Task instructions
Could you please find each line in the records that contains the word "green" and copy it?

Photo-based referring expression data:
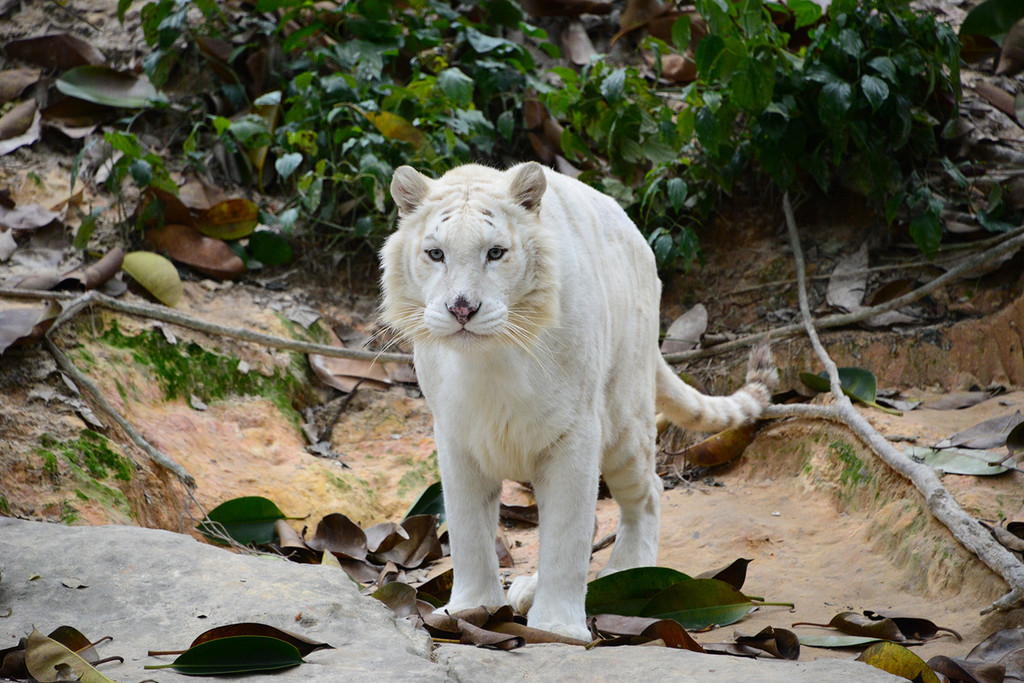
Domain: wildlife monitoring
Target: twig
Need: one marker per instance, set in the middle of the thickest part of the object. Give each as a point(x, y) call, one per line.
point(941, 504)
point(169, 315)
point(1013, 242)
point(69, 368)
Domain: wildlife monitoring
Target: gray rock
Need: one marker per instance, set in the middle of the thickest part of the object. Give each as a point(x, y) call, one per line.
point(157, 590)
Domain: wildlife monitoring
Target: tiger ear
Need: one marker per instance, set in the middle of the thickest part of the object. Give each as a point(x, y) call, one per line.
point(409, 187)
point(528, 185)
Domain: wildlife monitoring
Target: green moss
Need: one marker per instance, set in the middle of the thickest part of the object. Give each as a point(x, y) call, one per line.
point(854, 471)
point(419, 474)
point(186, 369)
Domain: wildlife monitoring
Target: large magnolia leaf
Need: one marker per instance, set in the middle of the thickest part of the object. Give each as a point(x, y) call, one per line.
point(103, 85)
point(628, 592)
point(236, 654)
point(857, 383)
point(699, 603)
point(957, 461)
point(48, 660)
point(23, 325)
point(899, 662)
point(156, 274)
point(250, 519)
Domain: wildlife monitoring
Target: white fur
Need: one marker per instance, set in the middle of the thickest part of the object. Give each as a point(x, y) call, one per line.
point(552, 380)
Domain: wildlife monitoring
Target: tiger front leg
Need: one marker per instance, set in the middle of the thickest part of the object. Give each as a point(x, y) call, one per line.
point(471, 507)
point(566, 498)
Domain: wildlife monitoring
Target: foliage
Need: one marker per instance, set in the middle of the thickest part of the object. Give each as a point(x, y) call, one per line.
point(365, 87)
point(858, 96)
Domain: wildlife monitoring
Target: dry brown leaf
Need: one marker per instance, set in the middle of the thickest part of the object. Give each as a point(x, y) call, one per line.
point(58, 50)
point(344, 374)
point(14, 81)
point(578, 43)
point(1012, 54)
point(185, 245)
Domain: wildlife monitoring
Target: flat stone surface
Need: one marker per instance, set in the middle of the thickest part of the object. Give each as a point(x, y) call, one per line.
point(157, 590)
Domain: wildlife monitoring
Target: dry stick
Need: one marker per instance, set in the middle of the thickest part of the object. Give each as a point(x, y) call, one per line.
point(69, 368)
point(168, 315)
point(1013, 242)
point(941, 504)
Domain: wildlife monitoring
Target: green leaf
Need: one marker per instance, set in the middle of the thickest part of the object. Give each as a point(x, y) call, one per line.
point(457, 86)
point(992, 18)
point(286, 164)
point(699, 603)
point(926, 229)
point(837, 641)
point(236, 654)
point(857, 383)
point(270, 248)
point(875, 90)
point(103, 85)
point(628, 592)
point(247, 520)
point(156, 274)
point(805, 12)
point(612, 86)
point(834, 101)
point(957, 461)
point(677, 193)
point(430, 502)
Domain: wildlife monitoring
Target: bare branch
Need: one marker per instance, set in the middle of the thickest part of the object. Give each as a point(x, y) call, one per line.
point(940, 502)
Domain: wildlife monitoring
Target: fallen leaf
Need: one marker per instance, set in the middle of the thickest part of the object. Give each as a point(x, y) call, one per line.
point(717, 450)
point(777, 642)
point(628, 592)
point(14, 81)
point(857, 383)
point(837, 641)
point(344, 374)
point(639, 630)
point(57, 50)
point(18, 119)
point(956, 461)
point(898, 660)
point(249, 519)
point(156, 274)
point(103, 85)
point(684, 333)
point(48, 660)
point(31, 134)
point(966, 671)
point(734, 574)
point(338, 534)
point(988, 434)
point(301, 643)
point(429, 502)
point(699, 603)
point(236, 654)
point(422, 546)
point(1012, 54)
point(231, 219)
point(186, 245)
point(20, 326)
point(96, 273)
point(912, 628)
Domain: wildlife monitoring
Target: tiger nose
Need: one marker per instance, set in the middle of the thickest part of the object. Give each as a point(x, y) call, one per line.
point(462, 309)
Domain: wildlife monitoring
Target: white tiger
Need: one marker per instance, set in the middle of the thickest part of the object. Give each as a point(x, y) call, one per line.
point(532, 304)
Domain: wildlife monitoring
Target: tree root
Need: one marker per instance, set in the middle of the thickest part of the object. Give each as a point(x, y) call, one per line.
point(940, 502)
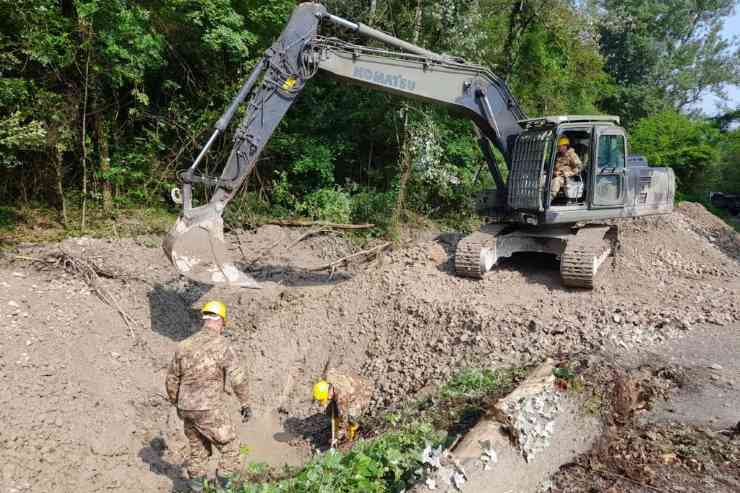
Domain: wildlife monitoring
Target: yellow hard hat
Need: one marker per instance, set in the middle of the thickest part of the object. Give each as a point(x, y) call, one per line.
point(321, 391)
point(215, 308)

Solution
Target: green moss
Target: green leaf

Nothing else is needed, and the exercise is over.